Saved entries

━━━━━━━━━━━━━━━━━━━━

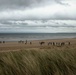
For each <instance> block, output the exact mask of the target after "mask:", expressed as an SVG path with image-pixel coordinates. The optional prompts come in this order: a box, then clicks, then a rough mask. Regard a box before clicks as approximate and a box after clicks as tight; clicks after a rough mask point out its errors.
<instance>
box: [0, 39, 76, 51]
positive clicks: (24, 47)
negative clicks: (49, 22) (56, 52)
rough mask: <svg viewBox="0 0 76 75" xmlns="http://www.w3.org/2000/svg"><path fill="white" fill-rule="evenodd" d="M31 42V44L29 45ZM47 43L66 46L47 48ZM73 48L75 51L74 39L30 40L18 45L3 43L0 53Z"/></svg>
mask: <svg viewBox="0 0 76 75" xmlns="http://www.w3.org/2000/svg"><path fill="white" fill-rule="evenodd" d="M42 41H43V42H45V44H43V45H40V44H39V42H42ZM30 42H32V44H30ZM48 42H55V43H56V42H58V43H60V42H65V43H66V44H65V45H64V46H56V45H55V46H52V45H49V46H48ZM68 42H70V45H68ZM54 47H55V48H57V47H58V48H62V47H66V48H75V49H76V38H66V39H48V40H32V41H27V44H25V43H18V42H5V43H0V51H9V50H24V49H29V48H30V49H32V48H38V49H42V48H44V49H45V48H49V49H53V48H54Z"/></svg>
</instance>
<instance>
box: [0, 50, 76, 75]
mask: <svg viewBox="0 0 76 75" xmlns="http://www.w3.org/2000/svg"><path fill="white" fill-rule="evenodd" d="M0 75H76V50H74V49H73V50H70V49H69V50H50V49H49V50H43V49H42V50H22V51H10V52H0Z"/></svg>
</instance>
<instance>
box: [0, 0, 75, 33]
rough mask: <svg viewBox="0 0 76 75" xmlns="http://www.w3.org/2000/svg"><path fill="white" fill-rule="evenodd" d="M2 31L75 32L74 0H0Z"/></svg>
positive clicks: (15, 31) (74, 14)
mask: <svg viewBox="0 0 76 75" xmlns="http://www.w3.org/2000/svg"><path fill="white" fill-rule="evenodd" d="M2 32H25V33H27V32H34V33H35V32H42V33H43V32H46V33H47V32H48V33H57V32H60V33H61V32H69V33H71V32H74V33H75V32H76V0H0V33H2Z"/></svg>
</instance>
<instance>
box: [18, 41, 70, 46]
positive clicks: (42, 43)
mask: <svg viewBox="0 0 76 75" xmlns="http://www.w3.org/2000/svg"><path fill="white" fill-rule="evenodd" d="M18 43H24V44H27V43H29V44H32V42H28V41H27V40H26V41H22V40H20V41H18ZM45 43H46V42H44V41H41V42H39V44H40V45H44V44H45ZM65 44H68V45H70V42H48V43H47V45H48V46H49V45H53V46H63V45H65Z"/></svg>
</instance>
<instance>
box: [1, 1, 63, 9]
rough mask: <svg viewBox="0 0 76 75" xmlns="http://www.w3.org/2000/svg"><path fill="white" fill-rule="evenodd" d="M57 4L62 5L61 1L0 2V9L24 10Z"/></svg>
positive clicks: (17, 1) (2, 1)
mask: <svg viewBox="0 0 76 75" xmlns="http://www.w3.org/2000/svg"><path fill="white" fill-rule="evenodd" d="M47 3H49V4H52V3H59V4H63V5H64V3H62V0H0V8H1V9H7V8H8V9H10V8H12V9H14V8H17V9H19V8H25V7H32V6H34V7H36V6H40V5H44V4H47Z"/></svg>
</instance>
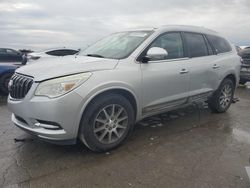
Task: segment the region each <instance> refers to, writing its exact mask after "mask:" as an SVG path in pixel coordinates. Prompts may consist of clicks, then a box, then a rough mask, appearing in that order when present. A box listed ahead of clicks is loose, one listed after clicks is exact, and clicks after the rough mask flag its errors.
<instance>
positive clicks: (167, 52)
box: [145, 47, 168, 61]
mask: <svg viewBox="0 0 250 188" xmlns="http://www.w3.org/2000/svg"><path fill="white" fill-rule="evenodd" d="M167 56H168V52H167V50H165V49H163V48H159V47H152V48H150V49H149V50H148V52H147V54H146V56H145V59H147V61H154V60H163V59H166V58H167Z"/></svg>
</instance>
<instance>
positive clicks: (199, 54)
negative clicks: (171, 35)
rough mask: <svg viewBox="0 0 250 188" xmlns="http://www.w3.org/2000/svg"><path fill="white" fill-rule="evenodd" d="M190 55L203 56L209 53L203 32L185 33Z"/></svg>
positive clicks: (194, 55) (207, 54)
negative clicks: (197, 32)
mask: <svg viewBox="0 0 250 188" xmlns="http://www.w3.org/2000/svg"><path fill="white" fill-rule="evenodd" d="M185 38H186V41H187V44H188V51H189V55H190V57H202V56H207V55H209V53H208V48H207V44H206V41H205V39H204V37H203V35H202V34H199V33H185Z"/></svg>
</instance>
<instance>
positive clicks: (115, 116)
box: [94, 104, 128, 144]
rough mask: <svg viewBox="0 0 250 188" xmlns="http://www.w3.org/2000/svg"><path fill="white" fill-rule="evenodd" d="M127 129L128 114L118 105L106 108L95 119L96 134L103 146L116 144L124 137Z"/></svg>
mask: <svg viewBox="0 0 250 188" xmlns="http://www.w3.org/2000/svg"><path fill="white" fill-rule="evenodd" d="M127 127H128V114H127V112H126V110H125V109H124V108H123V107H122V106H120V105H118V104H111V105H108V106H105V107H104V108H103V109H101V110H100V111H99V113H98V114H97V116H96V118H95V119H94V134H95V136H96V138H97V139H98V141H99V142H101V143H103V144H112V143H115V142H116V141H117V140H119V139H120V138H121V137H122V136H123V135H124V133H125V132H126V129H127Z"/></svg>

━━━━━━━━━━━━━━━━━━━━

THE TASK
Copy every line of the listing above word for word, leaving out the pictures.

COMPLETED EXERCISE
For each <instance> block, output the exact mask of the target after "mask:", expressed as an SVG path with image-pixel coordinates. The optional prompts come in this order: a box, then clicks, then a rough mask. Regard a box before clicks as approximate and a box after clicks as tight; clicks after a rough mask point out its errors.
<instance>
box: [0, 39, 76, 51]
positive clicks: (24, 47)
negative clicks: (49, 22) (56, 52)
rough mask: <svg viewBox="0 0 76 75" xmlns="http://www.w3.org/2000/svg"><path fill="white" fill-rule="evenodd" d="M31 42V44L29 45ZM47 43L66 46L47 48ZM73 48L75 51L74 39L30 40L18 45L3 43L0 53Z"/></svg>
mask: <svg viewBox="0 0 76 75" xmlns="http://www.w3.org/2000/svg"><path fill="white" fill-rule="evenodd" d="M42 41H43V42H45V44H43V45H40V44H39V42H42ZM30 42H32V44H30ZM48 42H55V43H56V42H58V43H60V42H65V43H66V44H65V45H64V46H56V45H55V46H52V45H49V46H48ZM68 42H70V45H68ZM54 47H55V48H57V47H58V48H62V47H66V48H75V49H76V38H66V39H48V40H32V41H27V44H25V43H18V42H5V43H0V51H9V50H24V49H29V48H30V49H32V48H38V49H42V48H44V49H45V48H49V49H53V48H54Z"/></svg>
</instance>
<instance>
box: [0, 50, 76, 75]
mask: <svg viewBox="0 0 76 75" xmlns="http://www.w3.org/2000/svg"><path fill="white" fill-rule="evenodd" d="M0 75H76V50H74V49H73V50H70V49H69V50H50V49H49V50H43V49H42V50H22V51H10V52H0Z"/></svg>
</instance>
<instance>
box: [0, 0, 75, 33]
rough mask: <svg viewBox="0 0 76 75" xmlns="http://www.w3.org/2000/svg"><path fill="white" fill-rule="evenodd" d="M2 31L75 32L74 0H0Z"/></svg>
positive clicks: (15, 31) (74, 14)
mask: <svg viewBox="0 0 76 75" xmlns="http://www.w3.org/2000/svg"><path fill="white" fill-rule="evenodd" d="M2 32H25V33H27V32H34V33H35V32H42V33H43V32H46V33H47V32H48V33H57V32H60V33H61V32H69V33H71V32H74V33H75V32H76V0H0V33H2Z"/></svg>
</instance>
<instance>
box: [18, 41, 70, 46]
positive clicks: (42, 43)
mask: <svg viewBox="0 0 76 75" xmlns="http://www.w3.org/2000/svg"><path fill="white" fill-rule="evenodd" d="M18 43H24V44H27V43H29V44H32V42H28V41H27V40H26V41H22V40H20V41H18ZM45 43H46V42H44V41H41V42H39V44H40V45H44V44H45ZM65 44H68V45H70V42H48V43H47V45H48V46H49V45H53V46H63V45H65Z"/></svg>
</instance>
<instance>
box: [1, 1, 63, 9]
rough mask: <svg viewBox="0 0 76 75" xmlns="http://www.w3.org/2000/svg"><path fill="white" fill-rule="evenodd" d="M57 4L62 5L61 1L0 2V9L24 10Z"/></svg>
positive clicks: (17, 1) (2, 1)
mask: <svg viewBox="0 0 76 75" xmlns="http://www.w3.org/2000/svg"><path fill="white" fill-rule="evenodd" d="M47 3H49V4H52V3H59V4H63V5H64V3H62V0H0V8H1V9H7V8H8V9H10V8H12V9H14V8H17V9H19V8H25V7H32V6H34V7H36V6H40V5H44V4H47Z"/></svg>
</instance>
Task: segment the region each <instance> refers to, writing its exact mask after "mask:" as an SVG path in pixel coordinates. Prompts may consist of clicks, then a box, then a rough mask, appearing in that order when present. A box listed ahead of clicks is loose, one listed after clicks is exact, and clicks after the rough mask flag its errors.
<instance>
positive clicks: (167, 52)
box: [145, 47, 168, 61]
mask: <svg viewBox="0 0 250 188" xmlns="http://www.w3.org/2000/svg"><path fill="white" fill-rule="evenodd" d="M167 56H168V52H167V50H165V49H163V48H159V47H152V48H150V49H149V50H148V52H147V54H146V56H145V59H147V61H154V60H163V59H166V58H167Z"/></svg>
</instance>
<instance>
positive clicks: (199, 54)
negative clicks: (171, 35)
rough mask: <svg viewBox="0 0 250 188" xmlns="http://www.w3.org/2000/svg"><path fill="white" fill-rule="evenodd" d="M190 55L203 56L209 53L203 32L185 33Z"/></svg>
positive clicks: (194, 55) (207, 54)
negative clicks: (197, 32)
mask: <svg viewBox="0 0 250 188" xmlns="http://www.w3.org/2000/svg"><path fill="white" fill-rule="evenodd" d="M185 38H186V41H187V44H188V51H189V55H190V57H202V56H207V55H209V53H208V48H207V44H206V41H205V39H204V37H203V35H202V34H199V33H185Z"/></svg>
</instance>
<instance>
positive clicks: (115, 116)
box: [94, 104, 128, 144]
rough mask: <svg viewBox="0 0 250 188" xmlns="http://www.w3.org/2000/svg"><path fill="white" fill-rule="evenodd" d="M127 129L128 114L118 105L106 108L95 119L96 134L103 146L116 144L124 137Z"/></svg>
mask: <svg viewBox="0 0 250 188" xmlns="http://www.w3.org/2000/svg"><path fill="white" fill-rule="evenodd" d="M127 127H128V114H127V112H126V110H125V109H124V108H123V107H122V106H120V105H118V104H111V105H108V106H105V107H104V108H103V109H101V110H100V111H99V113H98V114H97V116H96V118H95V119H94V134H95V136H96V138H97V139H98V141H99V142H101V143H103V144H112V143H115V142H116V141H117V140H119V139H120V138H121V137H122V136H123V135H124V133H125V132H126V129H127Z"/></svg>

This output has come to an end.